### WHAT YOU SHOULD DO
Extract every one of the lines below and reproduce each one verbatim, in the order given.

### EXERCISE INPUTS
****

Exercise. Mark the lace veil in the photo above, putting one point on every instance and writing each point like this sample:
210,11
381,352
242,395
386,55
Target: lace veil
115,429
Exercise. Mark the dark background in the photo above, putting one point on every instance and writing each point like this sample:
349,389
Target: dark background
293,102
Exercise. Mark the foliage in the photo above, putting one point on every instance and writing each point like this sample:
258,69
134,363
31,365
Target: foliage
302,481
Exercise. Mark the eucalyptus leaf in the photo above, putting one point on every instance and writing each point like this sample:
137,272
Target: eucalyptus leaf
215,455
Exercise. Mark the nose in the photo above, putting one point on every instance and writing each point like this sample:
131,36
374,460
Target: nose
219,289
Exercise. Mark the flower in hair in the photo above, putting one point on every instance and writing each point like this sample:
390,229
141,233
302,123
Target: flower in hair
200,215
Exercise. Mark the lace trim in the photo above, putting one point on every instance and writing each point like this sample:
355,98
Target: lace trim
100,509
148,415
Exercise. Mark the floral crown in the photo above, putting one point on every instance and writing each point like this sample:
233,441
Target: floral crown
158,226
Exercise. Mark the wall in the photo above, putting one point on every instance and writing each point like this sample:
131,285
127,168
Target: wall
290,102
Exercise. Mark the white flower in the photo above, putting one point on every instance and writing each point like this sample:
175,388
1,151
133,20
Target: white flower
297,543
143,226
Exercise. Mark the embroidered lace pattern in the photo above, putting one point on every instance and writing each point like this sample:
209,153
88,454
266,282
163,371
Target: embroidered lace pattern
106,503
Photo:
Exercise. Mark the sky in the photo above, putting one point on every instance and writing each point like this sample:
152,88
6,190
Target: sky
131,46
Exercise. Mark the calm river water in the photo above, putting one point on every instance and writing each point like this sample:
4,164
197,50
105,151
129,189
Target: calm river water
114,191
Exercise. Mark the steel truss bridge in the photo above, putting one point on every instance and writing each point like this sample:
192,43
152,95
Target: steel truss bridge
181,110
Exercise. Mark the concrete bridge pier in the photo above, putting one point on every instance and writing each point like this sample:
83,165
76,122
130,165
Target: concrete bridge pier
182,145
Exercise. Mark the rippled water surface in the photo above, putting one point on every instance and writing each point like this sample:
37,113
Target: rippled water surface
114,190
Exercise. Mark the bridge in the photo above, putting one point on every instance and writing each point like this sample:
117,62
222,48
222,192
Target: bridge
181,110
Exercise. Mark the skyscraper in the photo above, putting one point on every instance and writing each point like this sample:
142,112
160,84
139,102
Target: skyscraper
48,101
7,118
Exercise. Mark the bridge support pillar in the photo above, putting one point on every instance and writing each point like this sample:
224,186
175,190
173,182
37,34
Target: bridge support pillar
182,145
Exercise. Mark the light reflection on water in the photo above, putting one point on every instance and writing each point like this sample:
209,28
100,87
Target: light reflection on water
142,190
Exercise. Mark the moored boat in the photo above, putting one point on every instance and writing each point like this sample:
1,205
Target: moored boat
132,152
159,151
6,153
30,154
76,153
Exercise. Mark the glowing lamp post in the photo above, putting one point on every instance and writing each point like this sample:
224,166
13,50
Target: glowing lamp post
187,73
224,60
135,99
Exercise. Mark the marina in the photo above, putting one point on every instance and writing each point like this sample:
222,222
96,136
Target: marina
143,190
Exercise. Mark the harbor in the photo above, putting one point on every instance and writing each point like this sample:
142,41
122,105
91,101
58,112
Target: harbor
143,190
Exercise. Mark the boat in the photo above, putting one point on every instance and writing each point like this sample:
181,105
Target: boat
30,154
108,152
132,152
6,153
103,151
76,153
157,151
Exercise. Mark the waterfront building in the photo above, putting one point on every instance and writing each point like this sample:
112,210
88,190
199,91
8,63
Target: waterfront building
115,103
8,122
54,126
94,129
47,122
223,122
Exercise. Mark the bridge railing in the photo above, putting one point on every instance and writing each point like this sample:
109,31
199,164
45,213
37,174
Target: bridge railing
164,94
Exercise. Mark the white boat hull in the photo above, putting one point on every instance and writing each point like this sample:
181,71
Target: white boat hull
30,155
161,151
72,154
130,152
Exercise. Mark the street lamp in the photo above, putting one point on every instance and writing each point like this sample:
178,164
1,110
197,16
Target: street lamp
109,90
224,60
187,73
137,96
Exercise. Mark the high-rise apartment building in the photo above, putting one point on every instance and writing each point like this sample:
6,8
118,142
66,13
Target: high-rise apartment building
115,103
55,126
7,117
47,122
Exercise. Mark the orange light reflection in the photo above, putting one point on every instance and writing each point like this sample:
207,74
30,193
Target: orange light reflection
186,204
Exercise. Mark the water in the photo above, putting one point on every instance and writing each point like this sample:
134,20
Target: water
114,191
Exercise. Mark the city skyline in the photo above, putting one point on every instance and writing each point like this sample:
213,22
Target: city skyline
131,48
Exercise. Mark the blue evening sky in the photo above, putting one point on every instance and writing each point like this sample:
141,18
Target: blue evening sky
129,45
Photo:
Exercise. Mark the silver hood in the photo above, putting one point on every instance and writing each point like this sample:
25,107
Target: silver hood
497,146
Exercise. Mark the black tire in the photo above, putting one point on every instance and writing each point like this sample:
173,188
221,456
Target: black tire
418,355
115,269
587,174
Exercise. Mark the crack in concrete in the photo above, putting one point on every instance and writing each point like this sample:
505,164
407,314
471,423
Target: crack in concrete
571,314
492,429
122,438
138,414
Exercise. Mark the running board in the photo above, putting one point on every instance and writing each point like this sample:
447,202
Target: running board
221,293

****

### RESULT OF THE TASK
Exercise. Mark the lace veil in the photo above, putting one point on every instance and writing each point like this sample:
210,11
381,352
242,395
386,55
Target: lace veil
115,429
Exercise. Mark the dark background in the photo above, putting one point on every instance and writing each point like this sample:
349,389
Target: dark background
293,102
Exercise. Mark the foliage in the photo above, putting one point on every instance and writing each point like this sample:
258,69
134,363
31,365
Target: foliage
302,481
Exercise. Mark the eucalyptus leaf in the photo above, putting one point on every instance and writing each point like this sample:
137,272
Target: eucalyptus leaf
215,455
Exercise. Mark the nose in the photo above, putting one point on every instance and writing each point like this sample:
131,36
374,460
Target: nose
219,289
Exercise. Mark the flower in hair in the photo above, putting one point on every instance and writing each point like this sample:
390,229
141,233
302,123
Target: flower in hair
200,215
Exercise. Mark the lace trim in the photo above, putting one point on every instance and writing each point like this sample:
355,98
Target: lace trim
100,509
148,415
Exercise. Mark the floral crown in the photo above, putting one point on every instance and writing each point like this sample:
233,441
Target: floral crown
158,226
Exercise. Mark the wall in the photo above, putting one point on every instance and writing each point like this sample:
131,285
127,168
Target: wall
290,102
Exercise. Mark the white flower in the photo above, putting one point on every instance and writing each point like this sample:
175,388
1,151
133,20
Target: white flower
297,543
143,226
Exercise. Mark the embroidered lace pattern in the photo above, putting one point on every instance and writing each point like this sample:
209,153
88,454
266,282
163,371
Target: embroidered lace pattern
106,503
Photo:
Exercise. Mark the sky in the photo above, putting one point on every instance and writing each point like this sample:
152,88
6,190
Target: sky
131,46
Exercise. Mark the calm river water in the photo above, putting one point on every instance and writing each point like this sample:
4,164
197,50
105,151
129,189
Target: calm river water
114,191
Exercise. Mark the steel truss bridge in the photo above, putting one point on every instance and writing each point like this sample:
192,43
152,95
Target: steel truss bridge
181,110
Exercise. Mark the concrete bridge pier in the photo above, putting one point on every instance and writing each point like this sample:
83,165
76,122
130,165
Target: concrete bridge pier
182,145
Exercise. Mark the rippled water surface in the photo above, putting one point on every instance and writing each point like this sample:
37,113
Target: rippled water surface
114,190
Exercise. Mark the bridge in the photo above, putting one point on every instance and writing each point like this sample:
117,62
222,48
222,192
Target: bridge
181,110
Exercise. Mark the skyscraper in the photo above, putting one point on every instance and writing each point like this sample:
142,112
160,84
139,102
Target: skyscraper
48,101
7,118
Exercise. Mark the bridge support pillar in the photo above, putting one point on every instance and writing each point like this sample:
224,186
175,190
173,182
37,34
Target: bridge support pillar
182,145
Exercise. Mark the light reflection on water in the photo above, putting one point on every instance and writing each point like this sample:
209,28
100,87
Target: light reflection on water
142,190
Exercise. Mark the moored boat in the photo above, putting one point on every instance and writing each point like this sample:
1,205
Target: moored boat
132,152
159,151
6,153
30,154
76,153
Exercise. Mark the glowing lamp post in the photo above, putting one point on every instance and writing each point like this sample:
224,166
13,50
Target: glowing lamp post
187,73
224,60
135,99
Exercise. Mark the marina in the photo above, putting one point on every instance and writing each point like this sample:
222,222
96,136
Target: marina
143,190
Exercise. Mark the harbor in the photo above, putting one point on every instance and writing each point like this sample:
142,41
122,105
91,101
58,112
Target: harbor
143,190
Exercise. Mark the boat in the photo above, putting one point on every instance and writing each point like this sample:
181,105
Target: boat
30,154
108,152
132,152
6,153
103,151
76,153
157,151
Exercise. Mark the waterfront building in the photo above, putting one point on every instance and writing each point like this sample:
112,210
88,190
199,91
8,63
Target: waterfront building
115,103
8,122
54,126
94,129
47,122
223,122
Exercise. Mark the bridge railing in the photo above, putting one point on every instance and writing each point like this sample:
109,31
199,164
45,213
37,174
Target: bridge railing
164,94
Exercise. Mark the white boat hull in the photo above, putting one point on every instance and writing each point like this sample:
181,71
Target: white boat hull
30,155
161,151
72,154
130,152
Exercise. Mark the street lamp in the photo above, putting one point on every instance and writing each point like this sample:
178,164
1,110
197,16
Target: street lamp
109,90
224,60
187,73
137,96
Exercise. Mark the high-rise apartment building in the photo above, putting one point on every instance and writing each point like this sample:
6,8
118,142
66,13
Target: high-rise apartment building
115,103
55,126
7,117
47,122
Exercise. Mark the orange light reflection in the photo above, putting one point on every instance and writing each point like this sample:
207,74
30,193
Target: orange light reflection
186,204
Exercise. Mark the water in the photo above, putting one point on every instance and writing each point like this sample:
134,20
Target: water
114,191
Exercise. Mark the city skyline in the photo above, putting one point on every instance and writing each point like this sample:
213,22
Target: city skyline
131,48
Exercise. Mark the blue evening sky in the photo above, putting one point on every instance and writing each point like this sample:
141,18
Target: blue evening sky
129,45
Photo:
Exercise. Mark the silver hood in the photo above, putting one point on every instance and writing each point like this sample:
25,107
Target: silver hood
497,146
Exercise. Mark the black tire in the photo above, putting one point on every instance and writing each point like this sample:
173,188
221,456
Target: black tire
418,355
115,269
587,174
Exercise. Mark the crack in concrete in the photo above, putting one point on every instance and writing each point like this sample:
505,164
407,314
471,423
Target: crack in concrete
571,314
492,429
122,438
138,414
Exercise. Mark the running board in the photo above, putting one point on every instance and writing each point like this sample:
447,202
Target: running board
221,293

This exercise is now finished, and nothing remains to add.